▶ **What the task requires**
The records appear below. Repeat them exactly.

▶ **Exercise inputs**
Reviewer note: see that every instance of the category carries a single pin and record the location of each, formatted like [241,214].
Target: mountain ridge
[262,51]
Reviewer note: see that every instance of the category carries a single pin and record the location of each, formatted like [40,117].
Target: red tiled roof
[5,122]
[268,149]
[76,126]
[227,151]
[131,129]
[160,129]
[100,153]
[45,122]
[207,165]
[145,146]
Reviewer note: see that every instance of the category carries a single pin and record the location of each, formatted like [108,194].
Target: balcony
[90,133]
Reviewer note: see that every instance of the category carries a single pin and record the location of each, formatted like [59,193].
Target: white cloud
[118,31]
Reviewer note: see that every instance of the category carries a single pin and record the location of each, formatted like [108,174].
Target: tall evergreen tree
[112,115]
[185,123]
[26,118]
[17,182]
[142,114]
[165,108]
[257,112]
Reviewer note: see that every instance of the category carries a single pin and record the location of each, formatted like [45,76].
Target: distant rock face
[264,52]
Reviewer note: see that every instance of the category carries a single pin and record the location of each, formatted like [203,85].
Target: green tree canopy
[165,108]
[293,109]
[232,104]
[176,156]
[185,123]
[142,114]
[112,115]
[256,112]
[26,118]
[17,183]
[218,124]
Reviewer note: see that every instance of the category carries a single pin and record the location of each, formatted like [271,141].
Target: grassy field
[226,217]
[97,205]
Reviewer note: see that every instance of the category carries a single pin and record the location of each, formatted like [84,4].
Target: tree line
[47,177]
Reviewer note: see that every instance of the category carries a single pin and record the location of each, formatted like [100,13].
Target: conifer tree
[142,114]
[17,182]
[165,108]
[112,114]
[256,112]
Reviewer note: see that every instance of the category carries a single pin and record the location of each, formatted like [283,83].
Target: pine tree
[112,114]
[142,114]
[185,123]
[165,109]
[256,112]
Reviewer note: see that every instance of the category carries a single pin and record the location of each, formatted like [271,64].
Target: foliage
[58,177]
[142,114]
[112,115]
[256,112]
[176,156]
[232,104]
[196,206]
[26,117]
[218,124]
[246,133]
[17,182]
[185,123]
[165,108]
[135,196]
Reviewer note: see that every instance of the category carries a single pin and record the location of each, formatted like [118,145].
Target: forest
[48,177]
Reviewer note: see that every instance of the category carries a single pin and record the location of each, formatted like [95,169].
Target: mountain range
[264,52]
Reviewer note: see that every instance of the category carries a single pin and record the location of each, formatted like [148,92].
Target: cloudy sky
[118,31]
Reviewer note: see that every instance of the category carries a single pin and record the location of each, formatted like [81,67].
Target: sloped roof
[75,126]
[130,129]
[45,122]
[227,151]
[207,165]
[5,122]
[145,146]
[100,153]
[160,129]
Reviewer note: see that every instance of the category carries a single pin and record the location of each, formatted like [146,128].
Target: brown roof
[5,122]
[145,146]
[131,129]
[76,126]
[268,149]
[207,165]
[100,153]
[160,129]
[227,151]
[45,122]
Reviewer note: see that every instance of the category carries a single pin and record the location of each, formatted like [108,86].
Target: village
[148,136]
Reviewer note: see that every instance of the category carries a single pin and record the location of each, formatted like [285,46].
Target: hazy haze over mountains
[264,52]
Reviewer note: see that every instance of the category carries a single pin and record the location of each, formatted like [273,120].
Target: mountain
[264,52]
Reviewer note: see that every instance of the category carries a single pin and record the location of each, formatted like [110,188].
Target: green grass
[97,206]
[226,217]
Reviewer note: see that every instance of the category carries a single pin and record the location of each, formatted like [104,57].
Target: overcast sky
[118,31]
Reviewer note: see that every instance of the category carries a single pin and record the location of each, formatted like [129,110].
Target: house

▶ **Answer to this exercise**
Reviewer note: see that every instance of the category carries a single pin and record the location of each, formatted like [241,214].
Target: mountain ridge
[262,51]
Reviewer note: see that every instance of the category carries a single pin and record the location of each, formatted like [40,117].
Target: red tiled roof
[5,122]
[268,149]
[76,126]
[227,151]
[131,129]
[160,129]
[100,153]
[45,122]
[207,165]
[145,146]
Reviewer note: see that every instance of the category carries a single pin and record the location of each, formatted like [108,194].
Target: balcony
[90,133]
Reviewer note: see that every instance of the category carries a single pin and record the location of each, formatted like [59,193].
Target: white cloud
[118,31]
Reviewer note: see that every instance of the category carries a single pin and record the location of each, formatted like [108,174].
Target: tall evergreen tree
[112,115]
[185,123]
[26,118]
[17,182]
[142,114]
[165,108]
[257,112]
Reviewer note: see that every instance of the category carries a single pin and record the location of each, formatted like [45,76].
Target: distant rock face
[264,52]
Reviewer note: see that every instance of the category carries a single pin and record the location of each, formatted like [203,85].
Target: green tree canopy
[165,108]
[293,109]
[232,104]
[176,156]
[185,123]
[142,114]
[112,115]
[256,112]
[26,118]
[17,183]
[218,124]
Reviewer note: see that every instance of the category carries a single pin and record the location of each, formatted like [271,141].
Target: grassy field
[226,217]
[97,205]
Reviewer note: see that every instance of the category carries a single pin and record the location of each, formatted like [84,4].
Target: tree line
[47,177]
Reviewer note: see that every instance of the category carries a single pin and record the location of each, formatted like [100,13].
Target: conifer tree
[142,114]
[17,182]
[165,108]
[112,114]
[256,112]
Reviewer note: see that every instance of the category carries a single pin and record the location of each, formatted like [283,83].
Target: pine tree
[112,114]
[142,114]
[185,123]
[165,109]
[256,112]
Reviewer note: see that every instance of the category carries a single pin and record the location of each, formatted like [271,64].
Target: foliage
[58,177]
[142,114]
[112,115]
[256,112]
[176,156]
[232,104]
[196,206]
[26,117]
[218,124]
[246,133]
[17,182]
[185,123]
[165,108]
[135,196]
Reviewer note: see that every instance of the category carries a single pin and record the location of each, formatted like [118,145].
Target: forest
[48,177]
Reviewer note: see that every instance of the category carries a single pin and record the location of each, formatted like [95,169].
Target: mountain range
[264,52]
Reviewer note: see that every instance of the category carries a single pin and record the location of each, formatted like [148,92].
Target: cloudy sky
[118,31]
Reviewer note: see that every instance of the category carries a single pin and record the location of each, formatted like [81,67].
Target: sloped roof
[75,126]
[130,129]
[45,122]
[227,151]
[207,165]
[5,122]
[145,146]
[100,153]
[160,129]
Reviewer note: see that every instance of the category carries a single pin and record the location of each, formatted like [146,128].
Target: brown roof
[5,122]
[145,146]
[131,129]
[76,126]
[268,149]
[207,165]
[100,153]
[160,129]
[227,151]
[45,122]
Reviewer note: see that every instance of the category carries a single pin and record the location of each, formatted like [108,86].
Target: village
[148,136]
Reviewer note: see that every instance of the category carries a single pin and record the location of each, formatted like [285,46].
Target: hazy haze over mountains
[264,52]
Reviewer note: see that every instance of the category carries a single pin and record the location of each, formatted like [273,120].
Target: mountain
[264,52]
Reviewer note: see that every instance of the category carries a single pin and record the location of each, formatted like [110,188].
Target: green grass
[97,206]
[226,217]
Reviewer note: see that every instance of the category carries a single pin and record the location of each, formatted like [104,57].
Target: overcast sky
[118,31]
Reviewer note: see that every instance of the category carries a single pin and record the location of each, formatted like [129,110].
Target: house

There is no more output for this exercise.